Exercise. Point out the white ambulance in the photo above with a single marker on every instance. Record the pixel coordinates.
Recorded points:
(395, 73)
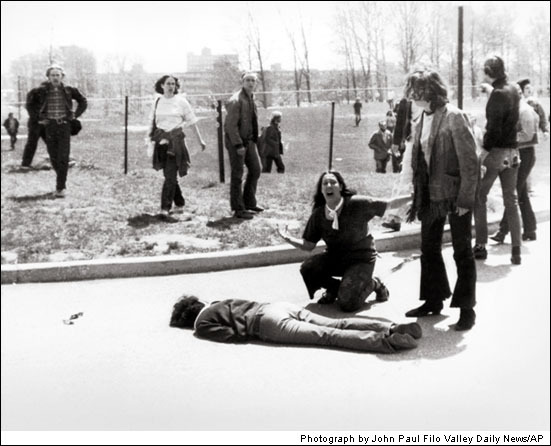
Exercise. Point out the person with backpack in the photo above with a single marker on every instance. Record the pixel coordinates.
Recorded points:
(171, 112)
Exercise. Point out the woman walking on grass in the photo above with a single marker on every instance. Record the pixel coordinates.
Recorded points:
(170, 114)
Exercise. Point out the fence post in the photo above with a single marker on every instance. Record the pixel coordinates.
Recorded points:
(125, 135)
(19, 97)
(220, 140)
(331, 135)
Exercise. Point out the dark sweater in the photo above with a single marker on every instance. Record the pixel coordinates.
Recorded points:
(230, 320)
(502, 112)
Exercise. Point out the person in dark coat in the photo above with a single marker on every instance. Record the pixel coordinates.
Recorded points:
(340, 218)
(445, 176)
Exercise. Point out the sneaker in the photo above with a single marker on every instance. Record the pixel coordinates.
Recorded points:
(515, 255)
(381, 292)
(466, 321)
(498, 237)
(245, 215)
(480, 252)
(394, 225)
(327, 298)
(402, 341)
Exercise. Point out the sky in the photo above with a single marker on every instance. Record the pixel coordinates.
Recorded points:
(160, 34)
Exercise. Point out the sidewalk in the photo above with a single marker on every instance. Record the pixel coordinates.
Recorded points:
(121, 367)
(408, 238)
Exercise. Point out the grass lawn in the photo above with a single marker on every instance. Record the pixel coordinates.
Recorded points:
(109, 214)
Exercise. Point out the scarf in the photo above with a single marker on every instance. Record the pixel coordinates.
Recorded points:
(334, 214)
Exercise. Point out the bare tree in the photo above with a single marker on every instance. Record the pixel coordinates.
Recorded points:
(411, 34)
(253, 33)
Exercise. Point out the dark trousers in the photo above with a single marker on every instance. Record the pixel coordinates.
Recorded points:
(527, 161)
(243, 198)
(396, 163)
(434, 280)
(357, 279)
(171, 189)
(278, 162)
(13, 139)
(35, 132)
(381, 165)
(58, 143)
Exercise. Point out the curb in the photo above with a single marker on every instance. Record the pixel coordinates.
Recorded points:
(199, 263)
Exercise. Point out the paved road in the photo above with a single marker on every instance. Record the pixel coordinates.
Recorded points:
(121, 367)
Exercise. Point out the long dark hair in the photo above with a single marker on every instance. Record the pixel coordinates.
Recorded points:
(162, 80)
(185, 312)
(319, 200)
(427, 85)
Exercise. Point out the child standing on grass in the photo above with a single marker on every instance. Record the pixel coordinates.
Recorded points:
(380, 143)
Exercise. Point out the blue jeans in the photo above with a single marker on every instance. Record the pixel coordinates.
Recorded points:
(286, 323)
(527, 161)
(357, 278)
(499, 162)
(434, 279)
(241, 199)
(58, 143)
(171, 189)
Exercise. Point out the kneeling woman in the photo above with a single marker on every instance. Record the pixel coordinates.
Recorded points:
(236, 320)
(339, 218)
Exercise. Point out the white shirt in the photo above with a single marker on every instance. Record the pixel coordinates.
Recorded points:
(173, 112)
(425, 135)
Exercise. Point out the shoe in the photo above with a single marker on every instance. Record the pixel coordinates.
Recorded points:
(255, 209)
(466, 320)
(402, 341)
(327, 298)
(381, 292)
(480, 252)
(434, 307)
(498, 237)
(245, 215)
(515, 255)
(394, 225)
(413, 329)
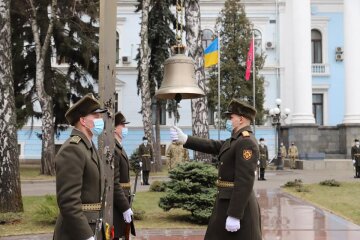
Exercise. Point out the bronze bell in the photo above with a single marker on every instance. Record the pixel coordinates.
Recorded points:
(179, 79)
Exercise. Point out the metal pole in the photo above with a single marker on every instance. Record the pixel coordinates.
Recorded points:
(219, 85)
(107, 38)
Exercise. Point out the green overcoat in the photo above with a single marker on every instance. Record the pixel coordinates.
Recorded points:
(238, 158)
(80, 180)
(146, 155)
(122, 167)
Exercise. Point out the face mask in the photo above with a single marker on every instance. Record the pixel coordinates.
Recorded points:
(98, 126)
(228, 125)
(124, 132)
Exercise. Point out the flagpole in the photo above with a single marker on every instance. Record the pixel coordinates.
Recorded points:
(254, 92)
(219, 124)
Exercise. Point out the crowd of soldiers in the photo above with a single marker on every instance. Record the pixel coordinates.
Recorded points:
(81, 184)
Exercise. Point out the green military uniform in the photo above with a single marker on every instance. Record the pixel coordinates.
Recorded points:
(264, 157)
(293, 154)
(80, 180)
(146, 155)
(355, 155)
(176, 154)
(283, 151)
(238, 158)
(122, 172)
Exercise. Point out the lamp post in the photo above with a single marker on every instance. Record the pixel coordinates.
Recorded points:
(276, 117)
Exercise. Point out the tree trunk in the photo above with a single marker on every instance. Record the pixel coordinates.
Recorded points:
(10, 189)
(199, 106)
(157, 149)
(144, 73)
(48, 143)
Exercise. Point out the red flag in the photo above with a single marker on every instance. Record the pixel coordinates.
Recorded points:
(249, 60)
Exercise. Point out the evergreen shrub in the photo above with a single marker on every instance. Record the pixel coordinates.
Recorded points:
(158, 186)
(191, 188)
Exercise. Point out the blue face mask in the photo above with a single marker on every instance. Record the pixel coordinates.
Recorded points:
(124, 132)
(228, 125)
(98, 126)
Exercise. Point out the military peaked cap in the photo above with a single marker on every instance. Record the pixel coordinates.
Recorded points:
(120, 119)
(242, 109)
(86, 105)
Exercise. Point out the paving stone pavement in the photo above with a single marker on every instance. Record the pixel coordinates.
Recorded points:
(284, 217)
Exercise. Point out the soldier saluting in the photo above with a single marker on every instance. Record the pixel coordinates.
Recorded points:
(80, 178)
(236, 214)
(355, 156)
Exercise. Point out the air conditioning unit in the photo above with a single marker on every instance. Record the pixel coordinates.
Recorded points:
(270, 45)
(126, 60)
(339, 50)
(339, 57)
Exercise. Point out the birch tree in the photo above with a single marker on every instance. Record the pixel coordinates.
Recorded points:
(10, 190)
(199, 106)
(45, 100)
(144, 72)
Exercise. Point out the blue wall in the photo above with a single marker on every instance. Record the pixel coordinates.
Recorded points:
(31, 144)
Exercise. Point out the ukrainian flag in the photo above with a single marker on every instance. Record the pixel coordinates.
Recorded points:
(211, 53)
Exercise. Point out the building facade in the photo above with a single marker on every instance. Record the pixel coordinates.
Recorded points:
(311, 49)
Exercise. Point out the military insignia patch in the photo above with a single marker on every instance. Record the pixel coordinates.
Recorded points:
(75, 139)
(247, 154)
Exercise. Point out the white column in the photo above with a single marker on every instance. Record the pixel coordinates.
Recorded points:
(301, 47)
(351, 60)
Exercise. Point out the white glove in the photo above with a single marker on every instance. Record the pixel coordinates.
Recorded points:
(127, 215)
(177, 133)
(232, 224)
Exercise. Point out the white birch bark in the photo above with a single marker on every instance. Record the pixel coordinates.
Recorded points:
(46, 104)
(144, 73)
(199, 106)
(10, 190)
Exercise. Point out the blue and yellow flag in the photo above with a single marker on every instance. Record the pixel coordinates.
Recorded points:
(211, 53)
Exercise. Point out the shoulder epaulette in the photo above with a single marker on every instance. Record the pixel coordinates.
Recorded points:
(245, 134)
(75, 139)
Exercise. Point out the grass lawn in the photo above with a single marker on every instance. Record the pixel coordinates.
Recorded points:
(344, 201)
(154, 216)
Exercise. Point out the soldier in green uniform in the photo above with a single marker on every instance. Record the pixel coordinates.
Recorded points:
(293, 155)
(264, 158)
(176, 154)
(80, 175)
(283, 150)
(355, 156)
(122, 172)
(146, 155)
(236, 213)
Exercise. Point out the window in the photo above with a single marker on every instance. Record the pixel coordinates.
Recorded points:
(116, 102)
(257, 41)
(162, 112)
(207, 37)
(117, 48)
(318, 108)
(316, 46)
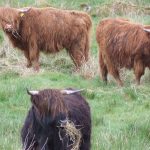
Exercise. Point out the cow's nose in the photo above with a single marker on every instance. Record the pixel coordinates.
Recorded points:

Your objective: From the entries above, copy out every line where the string "white" appears.

Exercise answer:
Exercise. Point out the white ambulance in the photo above with a single marker on every instance. Record the pixel coordinates.
Exercise. Point out the white shirt in the photo above with a single marker on every instance. Record the pixel coordinates.
Exercise. Point out the white column in the photo above with a single marker on every instance. Record the pixel coordinates.
Exercise. Point out the white glove in the photo above with a single marker on every instance. Record the pixel coordinates.
Exercise. Point out the white birch bark in the photo above with a single marker on every instance. Record the pixel coordinates.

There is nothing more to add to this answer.